**STUDY TEXT**:
On September 11, 2003, Ritter collapsed while rehearsing scenes for an episode of 8 Simple Rules and was taken across the street from the studio to Providence Saint Joseph Medical Center, where he was also born. There he died hours later of an aortic dissection caused by a previously undiagnosed congenital heart defect. After Ritter’s death, his older brother, Tommy, was diagnosed with the same condition.
He is survived by his wife actress Amy Yasbeck and their daughter, Stella. His family is not content with $14 million in settlements with nine other medical entities, including the hospital where he died. The two doctors targeted are radiologist Matthew Lotysch and cardiologist Joseph Lee.
Radiologist Matthew Lotysch had performed a full-body scan on Ritter in 2001 and did not notice the congenital heart defect. The lawsuit says that the enlarged aorta should have been noticeable with proper attention from the doctor's part. However, the radiologist found calcifications in all of Ritter's coronary arteries and told him to follow up with a cardiologist, which Ritter did not do.

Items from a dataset

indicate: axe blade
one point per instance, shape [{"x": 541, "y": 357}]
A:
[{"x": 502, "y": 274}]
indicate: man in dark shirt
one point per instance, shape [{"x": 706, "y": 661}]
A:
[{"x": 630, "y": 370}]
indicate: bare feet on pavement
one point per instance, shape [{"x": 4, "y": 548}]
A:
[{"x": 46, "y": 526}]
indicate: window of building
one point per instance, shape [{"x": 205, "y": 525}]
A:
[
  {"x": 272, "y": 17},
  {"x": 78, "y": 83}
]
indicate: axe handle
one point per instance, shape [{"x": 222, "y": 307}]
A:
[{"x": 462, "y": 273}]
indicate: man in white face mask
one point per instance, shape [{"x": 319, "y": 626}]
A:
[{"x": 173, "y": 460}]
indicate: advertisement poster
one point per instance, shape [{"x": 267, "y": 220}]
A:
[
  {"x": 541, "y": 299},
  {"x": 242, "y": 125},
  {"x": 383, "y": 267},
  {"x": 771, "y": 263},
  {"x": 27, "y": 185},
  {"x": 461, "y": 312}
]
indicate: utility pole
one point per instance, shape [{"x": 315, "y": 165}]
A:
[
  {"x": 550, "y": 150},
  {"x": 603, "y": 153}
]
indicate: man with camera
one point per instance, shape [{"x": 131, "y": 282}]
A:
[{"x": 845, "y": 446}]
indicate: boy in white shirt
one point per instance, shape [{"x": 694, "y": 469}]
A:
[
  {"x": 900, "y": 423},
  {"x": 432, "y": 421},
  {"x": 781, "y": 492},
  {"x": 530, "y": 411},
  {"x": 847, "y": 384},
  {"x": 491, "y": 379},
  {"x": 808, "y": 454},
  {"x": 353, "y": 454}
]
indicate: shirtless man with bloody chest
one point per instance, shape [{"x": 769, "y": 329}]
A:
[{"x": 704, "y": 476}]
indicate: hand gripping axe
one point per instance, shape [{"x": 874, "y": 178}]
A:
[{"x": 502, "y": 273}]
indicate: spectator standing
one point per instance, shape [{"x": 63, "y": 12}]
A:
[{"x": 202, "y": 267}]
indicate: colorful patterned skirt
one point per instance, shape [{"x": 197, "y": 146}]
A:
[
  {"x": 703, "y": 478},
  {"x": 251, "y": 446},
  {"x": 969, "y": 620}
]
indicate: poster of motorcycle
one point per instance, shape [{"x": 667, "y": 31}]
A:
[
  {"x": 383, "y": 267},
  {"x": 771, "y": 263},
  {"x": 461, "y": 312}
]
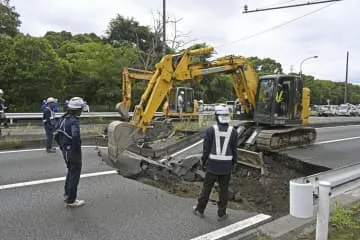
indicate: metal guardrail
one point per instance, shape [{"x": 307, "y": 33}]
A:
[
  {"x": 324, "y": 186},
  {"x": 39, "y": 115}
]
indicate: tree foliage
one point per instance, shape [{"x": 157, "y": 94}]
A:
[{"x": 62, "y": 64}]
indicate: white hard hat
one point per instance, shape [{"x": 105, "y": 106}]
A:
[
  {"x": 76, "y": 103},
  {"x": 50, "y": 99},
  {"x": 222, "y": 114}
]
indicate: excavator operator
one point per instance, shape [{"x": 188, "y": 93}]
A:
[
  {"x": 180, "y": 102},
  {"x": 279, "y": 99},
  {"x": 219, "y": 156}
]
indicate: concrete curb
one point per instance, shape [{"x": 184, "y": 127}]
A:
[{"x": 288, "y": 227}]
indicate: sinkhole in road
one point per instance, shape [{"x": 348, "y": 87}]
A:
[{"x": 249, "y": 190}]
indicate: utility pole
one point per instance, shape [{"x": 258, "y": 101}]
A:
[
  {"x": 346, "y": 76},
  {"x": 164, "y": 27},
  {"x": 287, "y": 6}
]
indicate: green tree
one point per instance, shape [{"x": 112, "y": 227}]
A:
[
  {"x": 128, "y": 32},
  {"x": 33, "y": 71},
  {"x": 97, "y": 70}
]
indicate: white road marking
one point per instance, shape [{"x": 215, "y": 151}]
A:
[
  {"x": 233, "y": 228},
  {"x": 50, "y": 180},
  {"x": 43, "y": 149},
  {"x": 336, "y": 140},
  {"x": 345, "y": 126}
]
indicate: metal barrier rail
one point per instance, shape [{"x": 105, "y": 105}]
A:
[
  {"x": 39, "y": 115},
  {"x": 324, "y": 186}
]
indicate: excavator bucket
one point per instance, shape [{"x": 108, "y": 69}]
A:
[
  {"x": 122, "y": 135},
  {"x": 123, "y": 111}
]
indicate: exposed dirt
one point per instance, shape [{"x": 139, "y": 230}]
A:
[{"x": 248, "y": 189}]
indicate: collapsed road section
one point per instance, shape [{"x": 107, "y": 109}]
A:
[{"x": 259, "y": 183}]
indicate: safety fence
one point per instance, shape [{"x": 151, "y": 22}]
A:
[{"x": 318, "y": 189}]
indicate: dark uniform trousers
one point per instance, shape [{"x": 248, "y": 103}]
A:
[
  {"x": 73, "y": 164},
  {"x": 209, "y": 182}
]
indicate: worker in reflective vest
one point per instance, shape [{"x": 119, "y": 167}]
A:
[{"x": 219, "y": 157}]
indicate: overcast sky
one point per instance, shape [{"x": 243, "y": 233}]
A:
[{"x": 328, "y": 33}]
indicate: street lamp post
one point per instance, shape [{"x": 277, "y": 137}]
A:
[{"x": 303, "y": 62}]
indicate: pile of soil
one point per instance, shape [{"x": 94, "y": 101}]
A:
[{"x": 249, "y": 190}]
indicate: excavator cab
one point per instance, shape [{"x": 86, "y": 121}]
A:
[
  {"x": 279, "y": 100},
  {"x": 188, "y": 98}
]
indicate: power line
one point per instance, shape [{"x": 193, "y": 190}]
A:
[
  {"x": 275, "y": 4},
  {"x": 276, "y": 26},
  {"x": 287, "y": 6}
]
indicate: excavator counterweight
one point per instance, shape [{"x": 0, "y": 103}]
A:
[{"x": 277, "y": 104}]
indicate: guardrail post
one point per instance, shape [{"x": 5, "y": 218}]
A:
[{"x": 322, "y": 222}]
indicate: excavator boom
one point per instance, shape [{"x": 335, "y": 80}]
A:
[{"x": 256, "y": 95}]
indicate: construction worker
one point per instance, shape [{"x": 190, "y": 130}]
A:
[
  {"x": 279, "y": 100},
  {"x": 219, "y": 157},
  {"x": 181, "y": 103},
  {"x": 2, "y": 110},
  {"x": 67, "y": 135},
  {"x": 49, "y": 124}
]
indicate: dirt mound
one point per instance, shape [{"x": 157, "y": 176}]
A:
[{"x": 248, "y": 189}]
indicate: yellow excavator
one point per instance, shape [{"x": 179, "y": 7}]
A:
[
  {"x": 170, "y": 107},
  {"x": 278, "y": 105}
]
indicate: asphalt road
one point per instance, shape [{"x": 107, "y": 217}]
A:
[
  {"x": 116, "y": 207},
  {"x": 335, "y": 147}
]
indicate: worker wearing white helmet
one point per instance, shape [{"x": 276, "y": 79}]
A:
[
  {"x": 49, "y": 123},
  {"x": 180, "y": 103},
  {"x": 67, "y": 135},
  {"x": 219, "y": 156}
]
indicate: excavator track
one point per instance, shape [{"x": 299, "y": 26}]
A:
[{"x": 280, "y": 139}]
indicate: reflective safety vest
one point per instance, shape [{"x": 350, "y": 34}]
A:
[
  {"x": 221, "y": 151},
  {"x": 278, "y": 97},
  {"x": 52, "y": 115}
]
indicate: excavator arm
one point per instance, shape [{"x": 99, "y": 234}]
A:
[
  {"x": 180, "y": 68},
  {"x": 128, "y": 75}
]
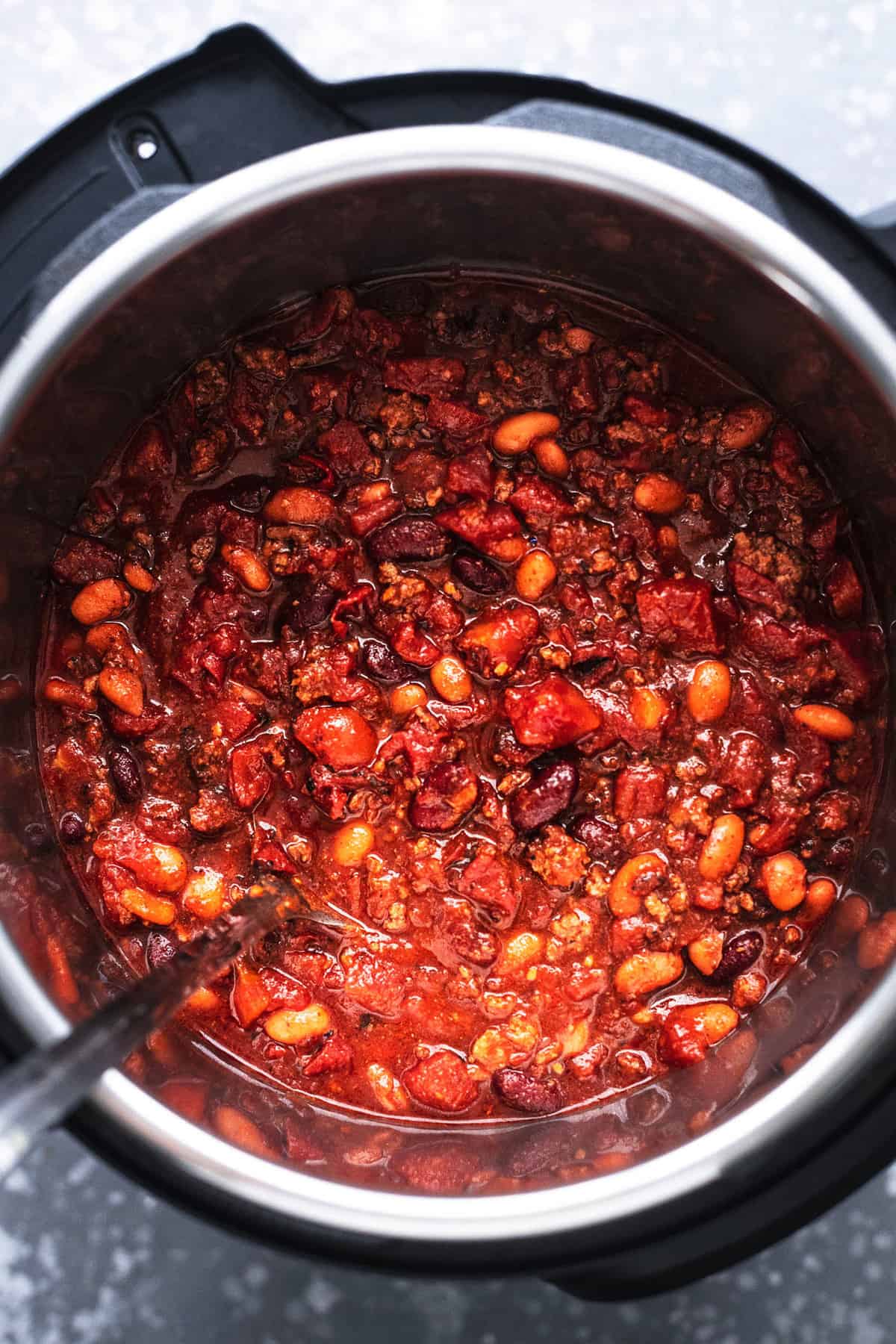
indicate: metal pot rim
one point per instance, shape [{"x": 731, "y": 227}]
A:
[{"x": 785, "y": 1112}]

--

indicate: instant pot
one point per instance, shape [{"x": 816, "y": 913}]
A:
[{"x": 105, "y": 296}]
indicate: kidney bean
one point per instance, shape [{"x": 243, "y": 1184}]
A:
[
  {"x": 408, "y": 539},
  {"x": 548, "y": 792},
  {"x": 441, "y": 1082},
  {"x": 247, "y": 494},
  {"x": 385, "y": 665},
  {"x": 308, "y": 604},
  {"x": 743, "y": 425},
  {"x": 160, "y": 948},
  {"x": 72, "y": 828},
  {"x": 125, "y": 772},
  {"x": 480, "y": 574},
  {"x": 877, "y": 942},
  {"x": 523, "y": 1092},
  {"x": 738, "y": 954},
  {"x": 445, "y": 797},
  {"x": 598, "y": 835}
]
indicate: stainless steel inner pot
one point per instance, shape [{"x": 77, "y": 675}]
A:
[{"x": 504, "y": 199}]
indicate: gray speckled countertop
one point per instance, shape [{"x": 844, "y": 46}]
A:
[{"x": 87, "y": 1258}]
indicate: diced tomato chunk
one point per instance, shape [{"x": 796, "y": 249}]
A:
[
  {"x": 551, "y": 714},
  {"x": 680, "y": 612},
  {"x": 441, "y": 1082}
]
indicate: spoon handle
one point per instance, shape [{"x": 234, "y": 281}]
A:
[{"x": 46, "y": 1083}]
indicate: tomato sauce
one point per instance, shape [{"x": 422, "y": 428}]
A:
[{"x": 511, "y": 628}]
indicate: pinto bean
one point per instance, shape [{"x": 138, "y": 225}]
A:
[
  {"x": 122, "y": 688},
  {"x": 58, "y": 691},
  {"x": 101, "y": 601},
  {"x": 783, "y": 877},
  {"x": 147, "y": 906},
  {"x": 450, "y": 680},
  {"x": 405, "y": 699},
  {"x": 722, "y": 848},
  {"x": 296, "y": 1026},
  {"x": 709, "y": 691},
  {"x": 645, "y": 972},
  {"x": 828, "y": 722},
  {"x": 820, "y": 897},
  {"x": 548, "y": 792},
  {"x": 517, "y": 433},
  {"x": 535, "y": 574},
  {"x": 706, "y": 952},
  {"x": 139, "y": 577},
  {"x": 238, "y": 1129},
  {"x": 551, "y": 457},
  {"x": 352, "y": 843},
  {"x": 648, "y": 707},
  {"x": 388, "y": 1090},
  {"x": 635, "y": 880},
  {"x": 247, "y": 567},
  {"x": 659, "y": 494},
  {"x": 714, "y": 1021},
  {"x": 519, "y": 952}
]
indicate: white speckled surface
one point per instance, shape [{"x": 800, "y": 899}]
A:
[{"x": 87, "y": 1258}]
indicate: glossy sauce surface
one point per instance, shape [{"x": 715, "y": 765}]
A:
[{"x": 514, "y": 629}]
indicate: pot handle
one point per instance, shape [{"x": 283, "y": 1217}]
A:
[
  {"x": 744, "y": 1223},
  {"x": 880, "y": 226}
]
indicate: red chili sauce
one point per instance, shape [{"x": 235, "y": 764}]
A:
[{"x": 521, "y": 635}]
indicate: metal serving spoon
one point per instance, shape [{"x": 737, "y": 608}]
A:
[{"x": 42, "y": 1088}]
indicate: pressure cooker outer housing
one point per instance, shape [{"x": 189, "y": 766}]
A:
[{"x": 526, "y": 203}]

**WHAT THIS EXERCISE ASKS**:
1. Decide whether each statement agrees with the text on Ritter's death, answering yes or no and quoting the words of the text that decide it: (a) Ritter died at the same medical center where he was born. (b) A cardiologist performed the full-body scan on Ritter in 2001. (c) Ritter followed up with a cardiologist after the scan.
2. Carry on the text on Ritter's death from the point where it ends.

**ANSWERS FOR THIS EXERCISE**:
1.
(a) Yes: "Providence Saint Joseph Medical Center, where he was also born."
(b) No: "Radiologist Matthew Lotysch had performed a full-body scan on Ritter in 2001"
(c) No: "told him to follow up with a cardiologist, which Ritter did not do."

2.
“I really, really believe that for whatever reason, John Ritter’s time was up,” Stephen C. Fraser, Lotysch’s lawyer, told the Los Angeles Times.
The second doctor targeted by the lawsuit is cardiologist Joseph Lee, who treated him at the emergency room at Providence St. Joseph Medical Center in Burbank. Dr. Lee pointed out that Ritter had symptoms consistent with a heart attack, which required him to treat accordingly and in a speedy manner.
“John didn’t have a chance,” his wife Amy Yasbeck told Vieira. “He was never given that chance.”
A chest X-ray was ordered by emergency room staff but, inexplicably, was never performed. Aortic dissection is actually a tear in the wall of the aorta. It causes blood to flow between the layers of the wall of the aorta and force the layers apart, often leading quickly to death. Around 80 percent of patients die, with 50 percent of them dead before they reach the hospital.
John Ritter was best known for his role of Jack Tripper in the sitcom Three's Company. He won the Outstanding Lead Actor in a Comedy Series for this role, in 1984, for which he also won a Golden Globe for Best Performance by an Actor in a TV-Series - Comedy/Musical the same year.